Page text:
───

Missing values are consistent with the original data: True


In [12]:
#clean the postings dataframe

postings = pd.read_csv('raw_linkedin_data/postings.csv')
jobs_industries = pd.read_csv('raw_linkedin_data/jobs/job_industries.csv')
job_salaries = pd.read_csv('raw_linkedin_data/jobs/salaries.csv')
job_skills = pd.read_csv('raw_linkedin_data/jobs/job_skills.csv')

benefits = pd.read_csv('raw_linkedin_data/jobs/benefits.csv')

In [13]:
#has a salaries.csv file that contains the salary information for each job posting and postings.csv file that contains the job postings with salary information
#want to make sure that the salary is 

def are_salaries_consistent(postings, salaries):
    postings['job_id'] = postings['job_id'].astype(str)
    salaries['job_id'] = salaries['job_id'].astype(str)

───

Raw records:
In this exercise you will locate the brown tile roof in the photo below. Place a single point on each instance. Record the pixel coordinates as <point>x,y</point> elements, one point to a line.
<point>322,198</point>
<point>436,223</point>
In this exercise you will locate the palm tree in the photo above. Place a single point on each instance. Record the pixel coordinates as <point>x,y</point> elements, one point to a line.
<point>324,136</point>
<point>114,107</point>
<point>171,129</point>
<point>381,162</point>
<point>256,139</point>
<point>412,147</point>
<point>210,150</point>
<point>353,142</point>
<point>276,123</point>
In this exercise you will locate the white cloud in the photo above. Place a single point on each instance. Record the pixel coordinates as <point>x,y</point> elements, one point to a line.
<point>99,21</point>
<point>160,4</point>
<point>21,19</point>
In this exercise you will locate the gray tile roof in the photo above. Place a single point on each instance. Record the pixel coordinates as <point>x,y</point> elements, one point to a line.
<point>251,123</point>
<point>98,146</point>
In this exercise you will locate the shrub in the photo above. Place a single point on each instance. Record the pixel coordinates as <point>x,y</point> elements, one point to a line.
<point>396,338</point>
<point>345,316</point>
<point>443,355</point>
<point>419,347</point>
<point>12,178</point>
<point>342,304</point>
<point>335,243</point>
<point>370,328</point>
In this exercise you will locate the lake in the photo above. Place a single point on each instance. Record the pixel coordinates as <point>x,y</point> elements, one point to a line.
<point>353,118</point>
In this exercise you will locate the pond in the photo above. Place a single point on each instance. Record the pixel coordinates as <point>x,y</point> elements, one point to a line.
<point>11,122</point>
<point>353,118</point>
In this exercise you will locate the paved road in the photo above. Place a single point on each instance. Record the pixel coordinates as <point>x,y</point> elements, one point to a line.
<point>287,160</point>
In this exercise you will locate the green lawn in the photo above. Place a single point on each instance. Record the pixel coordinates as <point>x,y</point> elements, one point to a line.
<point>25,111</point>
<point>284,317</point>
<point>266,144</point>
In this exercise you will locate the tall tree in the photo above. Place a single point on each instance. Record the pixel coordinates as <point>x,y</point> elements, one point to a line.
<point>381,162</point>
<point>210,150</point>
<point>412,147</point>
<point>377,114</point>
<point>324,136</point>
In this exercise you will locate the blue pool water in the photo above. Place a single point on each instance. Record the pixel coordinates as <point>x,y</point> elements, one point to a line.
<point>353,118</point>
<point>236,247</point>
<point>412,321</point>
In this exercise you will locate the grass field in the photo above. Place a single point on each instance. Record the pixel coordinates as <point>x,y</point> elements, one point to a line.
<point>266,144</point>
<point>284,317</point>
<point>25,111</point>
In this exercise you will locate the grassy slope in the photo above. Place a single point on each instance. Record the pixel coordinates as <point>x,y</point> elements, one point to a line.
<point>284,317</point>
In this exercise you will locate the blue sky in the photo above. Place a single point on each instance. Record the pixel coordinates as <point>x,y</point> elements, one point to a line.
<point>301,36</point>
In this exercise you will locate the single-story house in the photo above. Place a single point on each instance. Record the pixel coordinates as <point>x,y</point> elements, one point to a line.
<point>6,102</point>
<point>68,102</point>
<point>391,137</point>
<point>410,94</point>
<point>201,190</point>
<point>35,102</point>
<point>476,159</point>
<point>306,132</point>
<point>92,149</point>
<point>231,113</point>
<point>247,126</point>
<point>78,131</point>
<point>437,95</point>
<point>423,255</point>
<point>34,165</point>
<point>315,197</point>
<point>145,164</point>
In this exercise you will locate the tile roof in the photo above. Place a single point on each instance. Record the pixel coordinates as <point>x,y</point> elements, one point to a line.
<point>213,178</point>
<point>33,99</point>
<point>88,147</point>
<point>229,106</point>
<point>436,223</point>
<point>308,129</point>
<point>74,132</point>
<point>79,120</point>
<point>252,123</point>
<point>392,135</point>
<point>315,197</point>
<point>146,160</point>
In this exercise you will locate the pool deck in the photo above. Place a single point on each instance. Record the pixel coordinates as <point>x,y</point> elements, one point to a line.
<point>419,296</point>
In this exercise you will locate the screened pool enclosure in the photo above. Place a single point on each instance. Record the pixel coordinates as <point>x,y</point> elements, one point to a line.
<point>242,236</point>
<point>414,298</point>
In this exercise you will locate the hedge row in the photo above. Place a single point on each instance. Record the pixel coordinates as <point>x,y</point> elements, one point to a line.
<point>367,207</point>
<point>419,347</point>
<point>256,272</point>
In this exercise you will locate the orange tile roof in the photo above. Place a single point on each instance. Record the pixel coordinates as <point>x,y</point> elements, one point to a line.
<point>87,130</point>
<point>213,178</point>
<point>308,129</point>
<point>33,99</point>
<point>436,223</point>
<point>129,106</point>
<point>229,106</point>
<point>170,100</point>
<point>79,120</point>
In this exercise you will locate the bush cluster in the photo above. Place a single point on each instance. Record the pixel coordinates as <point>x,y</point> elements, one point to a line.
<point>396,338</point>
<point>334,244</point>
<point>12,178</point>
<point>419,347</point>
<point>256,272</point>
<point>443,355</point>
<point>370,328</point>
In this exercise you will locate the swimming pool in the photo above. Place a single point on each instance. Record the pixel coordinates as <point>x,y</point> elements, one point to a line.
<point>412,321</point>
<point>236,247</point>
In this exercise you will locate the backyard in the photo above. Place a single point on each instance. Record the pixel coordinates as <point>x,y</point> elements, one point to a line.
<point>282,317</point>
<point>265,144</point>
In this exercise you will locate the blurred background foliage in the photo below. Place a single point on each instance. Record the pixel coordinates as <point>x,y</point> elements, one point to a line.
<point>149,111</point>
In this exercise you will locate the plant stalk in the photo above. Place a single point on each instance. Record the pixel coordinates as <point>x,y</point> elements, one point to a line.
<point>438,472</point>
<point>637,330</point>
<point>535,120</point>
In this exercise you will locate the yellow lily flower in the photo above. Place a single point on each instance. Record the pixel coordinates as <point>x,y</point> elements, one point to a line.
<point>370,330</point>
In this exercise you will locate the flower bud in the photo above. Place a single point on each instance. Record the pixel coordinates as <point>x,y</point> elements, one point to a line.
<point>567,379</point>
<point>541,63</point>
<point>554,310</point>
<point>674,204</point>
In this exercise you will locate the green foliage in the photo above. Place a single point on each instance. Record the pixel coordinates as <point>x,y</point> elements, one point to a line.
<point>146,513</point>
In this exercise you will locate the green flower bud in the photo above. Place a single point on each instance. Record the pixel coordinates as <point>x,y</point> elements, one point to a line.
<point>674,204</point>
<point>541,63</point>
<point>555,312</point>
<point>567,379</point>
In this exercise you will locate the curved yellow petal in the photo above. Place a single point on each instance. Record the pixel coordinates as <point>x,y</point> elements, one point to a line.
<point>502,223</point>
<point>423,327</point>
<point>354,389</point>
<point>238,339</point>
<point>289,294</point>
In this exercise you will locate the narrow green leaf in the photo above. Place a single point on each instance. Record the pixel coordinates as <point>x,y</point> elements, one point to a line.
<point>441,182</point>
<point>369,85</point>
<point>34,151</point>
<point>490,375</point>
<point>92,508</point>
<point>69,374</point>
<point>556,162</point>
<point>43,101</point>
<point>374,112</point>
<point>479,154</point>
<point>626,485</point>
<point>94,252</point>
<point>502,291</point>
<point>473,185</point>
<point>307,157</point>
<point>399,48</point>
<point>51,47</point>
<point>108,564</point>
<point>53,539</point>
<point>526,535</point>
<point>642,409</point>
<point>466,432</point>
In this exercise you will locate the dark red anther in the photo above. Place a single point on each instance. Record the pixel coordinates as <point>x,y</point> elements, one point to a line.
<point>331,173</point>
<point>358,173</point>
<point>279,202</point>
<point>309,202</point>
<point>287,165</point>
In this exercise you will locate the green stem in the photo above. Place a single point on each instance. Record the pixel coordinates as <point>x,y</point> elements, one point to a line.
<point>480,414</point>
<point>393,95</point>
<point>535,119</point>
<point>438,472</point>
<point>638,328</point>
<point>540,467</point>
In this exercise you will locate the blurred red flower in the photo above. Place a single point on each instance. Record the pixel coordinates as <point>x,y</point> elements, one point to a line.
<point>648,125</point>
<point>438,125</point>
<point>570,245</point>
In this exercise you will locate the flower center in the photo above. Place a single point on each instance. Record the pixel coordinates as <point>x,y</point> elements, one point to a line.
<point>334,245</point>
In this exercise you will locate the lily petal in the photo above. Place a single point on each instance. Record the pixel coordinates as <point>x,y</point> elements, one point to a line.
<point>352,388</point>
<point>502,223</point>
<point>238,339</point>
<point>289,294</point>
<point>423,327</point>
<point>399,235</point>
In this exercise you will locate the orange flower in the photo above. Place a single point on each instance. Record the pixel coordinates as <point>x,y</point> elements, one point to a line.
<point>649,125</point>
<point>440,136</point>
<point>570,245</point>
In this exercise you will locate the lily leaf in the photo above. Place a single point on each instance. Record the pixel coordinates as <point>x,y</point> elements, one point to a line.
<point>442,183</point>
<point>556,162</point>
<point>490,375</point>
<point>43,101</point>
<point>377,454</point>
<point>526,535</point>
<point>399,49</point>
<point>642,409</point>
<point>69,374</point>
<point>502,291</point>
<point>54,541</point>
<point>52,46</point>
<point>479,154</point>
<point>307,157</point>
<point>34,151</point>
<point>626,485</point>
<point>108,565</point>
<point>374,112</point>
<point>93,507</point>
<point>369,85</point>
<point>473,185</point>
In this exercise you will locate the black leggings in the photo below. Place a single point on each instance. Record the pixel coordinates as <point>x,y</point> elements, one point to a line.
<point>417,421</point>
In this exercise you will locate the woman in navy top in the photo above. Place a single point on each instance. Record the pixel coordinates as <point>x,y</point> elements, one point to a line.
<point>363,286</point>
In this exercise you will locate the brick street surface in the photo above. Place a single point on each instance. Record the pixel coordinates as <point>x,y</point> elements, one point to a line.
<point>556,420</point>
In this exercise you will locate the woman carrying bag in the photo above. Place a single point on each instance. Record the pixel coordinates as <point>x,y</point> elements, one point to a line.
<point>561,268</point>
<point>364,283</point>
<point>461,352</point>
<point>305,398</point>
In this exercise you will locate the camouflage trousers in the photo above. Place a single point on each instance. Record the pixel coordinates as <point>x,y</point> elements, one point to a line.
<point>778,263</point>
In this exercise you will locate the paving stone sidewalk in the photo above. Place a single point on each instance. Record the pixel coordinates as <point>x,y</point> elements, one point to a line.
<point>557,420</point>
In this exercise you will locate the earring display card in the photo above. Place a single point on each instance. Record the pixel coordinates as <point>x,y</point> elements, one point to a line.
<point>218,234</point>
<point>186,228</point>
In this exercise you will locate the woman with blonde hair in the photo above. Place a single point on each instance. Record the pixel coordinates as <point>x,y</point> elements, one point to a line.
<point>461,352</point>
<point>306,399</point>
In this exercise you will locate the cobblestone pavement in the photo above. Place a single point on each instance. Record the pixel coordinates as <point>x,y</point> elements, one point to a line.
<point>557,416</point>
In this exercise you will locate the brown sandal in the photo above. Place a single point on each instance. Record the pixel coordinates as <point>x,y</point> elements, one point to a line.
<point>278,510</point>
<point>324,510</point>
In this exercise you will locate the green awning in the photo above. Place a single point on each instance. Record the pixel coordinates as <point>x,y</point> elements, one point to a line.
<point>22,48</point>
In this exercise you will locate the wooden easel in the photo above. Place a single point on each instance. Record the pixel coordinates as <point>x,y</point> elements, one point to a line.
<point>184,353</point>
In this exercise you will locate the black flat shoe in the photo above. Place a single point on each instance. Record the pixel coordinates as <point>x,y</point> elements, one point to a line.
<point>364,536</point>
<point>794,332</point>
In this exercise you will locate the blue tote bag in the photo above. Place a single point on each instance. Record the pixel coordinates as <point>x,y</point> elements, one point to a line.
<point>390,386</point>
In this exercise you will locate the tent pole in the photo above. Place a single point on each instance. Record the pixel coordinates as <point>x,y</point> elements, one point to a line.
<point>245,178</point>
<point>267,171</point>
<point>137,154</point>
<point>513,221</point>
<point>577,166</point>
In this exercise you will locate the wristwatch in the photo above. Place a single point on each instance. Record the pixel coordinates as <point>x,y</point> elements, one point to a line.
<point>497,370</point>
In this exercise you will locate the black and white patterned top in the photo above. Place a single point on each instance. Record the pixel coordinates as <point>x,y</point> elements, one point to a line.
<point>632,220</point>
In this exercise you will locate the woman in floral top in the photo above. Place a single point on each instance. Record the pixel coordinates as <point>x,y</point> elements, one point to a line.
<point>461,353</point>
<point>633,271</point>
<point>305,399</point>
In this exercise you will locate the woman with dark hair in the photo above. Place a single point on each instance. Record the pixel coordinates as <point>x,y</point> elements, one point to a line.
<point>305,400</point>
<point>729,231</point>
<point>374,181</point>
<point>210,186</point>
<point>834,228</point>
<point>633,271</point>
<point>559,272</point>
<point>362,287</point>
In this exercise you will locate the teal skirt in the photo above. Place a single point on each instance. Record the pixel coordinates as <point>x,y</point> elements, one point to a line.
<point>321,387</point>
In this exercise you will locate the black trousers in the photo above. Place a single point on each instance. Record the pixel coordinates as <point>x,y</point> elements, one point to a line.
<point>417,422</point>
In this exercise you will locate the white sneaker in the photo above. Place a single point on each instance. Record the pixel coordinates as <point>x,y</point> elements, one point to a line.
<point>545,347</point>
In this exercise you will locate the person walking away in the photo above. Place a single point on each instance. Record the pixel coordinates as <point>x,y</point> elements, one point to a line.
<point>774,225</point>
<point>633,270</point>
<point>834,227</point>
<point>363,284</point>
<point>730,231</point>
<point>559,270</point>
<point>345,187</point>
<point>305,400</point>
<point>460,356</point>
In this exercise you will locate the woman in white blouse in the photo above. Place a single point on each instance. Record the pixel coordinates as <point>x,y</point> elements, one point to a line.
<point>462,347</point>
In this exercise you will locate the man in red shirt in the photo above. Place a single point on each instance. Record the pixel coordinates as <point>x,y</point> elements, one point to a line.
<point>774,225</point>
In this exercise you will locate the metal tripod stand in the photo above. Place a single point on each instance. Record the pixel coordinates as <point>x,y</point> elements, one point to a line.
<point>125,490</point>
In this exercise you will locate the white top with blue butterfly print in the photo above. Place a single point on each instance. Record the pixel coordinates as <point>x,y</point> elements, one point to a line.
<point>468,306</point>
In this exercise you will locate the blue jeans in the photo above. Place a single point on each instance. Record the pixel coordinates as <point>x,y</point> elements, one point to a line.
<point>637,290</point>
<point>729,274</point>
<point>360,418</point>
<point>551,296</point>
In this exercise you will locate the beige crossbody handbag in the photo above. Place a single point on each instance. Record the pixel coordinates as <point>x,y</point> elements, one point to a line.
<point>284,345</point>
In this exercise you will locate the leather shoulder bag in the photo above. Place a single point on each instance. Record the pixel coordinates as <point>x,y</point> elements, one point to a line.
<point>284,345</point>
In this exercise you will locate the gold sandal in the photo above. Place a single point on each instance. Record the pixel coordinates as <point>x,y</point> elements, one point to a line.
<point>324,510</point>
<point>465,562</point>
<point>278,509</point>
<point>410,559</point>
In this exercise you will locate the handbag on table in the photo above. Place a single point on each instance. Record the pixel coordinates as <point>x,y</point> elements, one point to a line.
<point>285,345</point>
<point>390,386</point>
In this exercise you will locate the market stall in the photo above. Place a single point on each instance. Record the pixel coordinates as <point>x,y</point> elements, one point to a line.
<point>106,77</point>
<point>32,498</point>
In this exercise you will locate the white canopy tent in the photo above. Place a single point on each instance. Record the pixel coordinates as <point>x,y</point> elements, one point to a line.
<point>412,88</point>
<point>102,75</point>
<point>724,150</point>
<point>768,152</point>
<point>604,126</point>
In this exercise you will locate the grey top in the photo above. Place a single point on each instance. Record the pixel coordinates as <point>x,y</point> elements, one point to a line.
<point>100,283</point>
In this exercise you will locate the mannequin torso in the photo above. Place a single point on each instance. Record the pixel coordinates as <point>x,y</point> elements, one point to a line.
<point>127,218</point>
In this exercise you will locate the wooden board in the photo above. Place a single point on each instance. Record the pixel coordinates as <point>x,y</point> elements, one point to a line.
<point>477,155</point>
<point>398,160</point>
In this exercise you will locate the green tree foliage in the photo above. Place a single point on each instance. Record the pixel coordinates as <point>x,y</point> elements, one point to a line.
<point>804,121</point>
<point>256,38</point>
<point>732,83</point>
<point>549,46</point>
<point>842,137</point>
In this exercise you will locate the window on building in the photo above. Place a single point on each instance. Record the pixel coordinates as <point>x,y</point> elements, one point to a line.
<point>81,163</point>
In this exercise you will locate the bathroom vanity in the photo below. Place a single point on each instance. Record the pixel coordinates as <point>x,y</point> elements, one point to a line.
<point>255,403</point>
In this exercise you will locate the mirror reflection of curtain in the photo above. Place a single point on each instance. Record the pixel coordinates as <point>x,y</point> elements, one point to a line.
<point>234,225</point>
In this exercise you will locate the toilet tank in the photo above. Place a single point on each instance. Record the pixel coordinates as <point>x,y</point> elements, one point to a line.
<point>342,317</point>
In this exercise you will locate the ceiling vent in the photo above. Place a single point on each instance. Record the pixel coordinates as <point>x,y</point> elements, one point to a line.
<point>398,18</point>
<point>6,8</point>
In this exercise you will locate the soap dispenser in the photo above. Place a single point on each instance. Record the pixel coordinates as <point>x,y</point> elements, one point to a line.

───

Problems to solve:
(a) List every CSV file path that the notebook code passes to pd.read_csv.
(b) Reproduce the notebook code, beginning at the words "benefits = pd.read_csv('raw_linkedin_data/jobs/benefits.csv')" and stopping after "postings['job_id'] = postings['job_id'].astype(str)", and swap "benefits" for "perks" wherever it occurs.
The items bear no relation to the notebook code.

Final results:
(a)
raw_linkedin_data/postings.csv
raw_linkedin_data/jobs/job_industries.csv
raw_linkedin_data/jobs/salaries.csv
raw_linkedin_data/jobs/job_skills.csv
raw_linkedin_data/jobs/benefits.csv

(b)
perks = pd.read_csv('raw_linkedin_data/jobs/perks.csv')

In [13]:
#has a salaries.csv file that contains the salary information for each job posting and postings.csv file that contains the job postings with salary information
#want to make sure that the salary is 

def are_salaries_consistent(postings, salaries):
    postings['job_id'] = postings['job_id'].astype(str)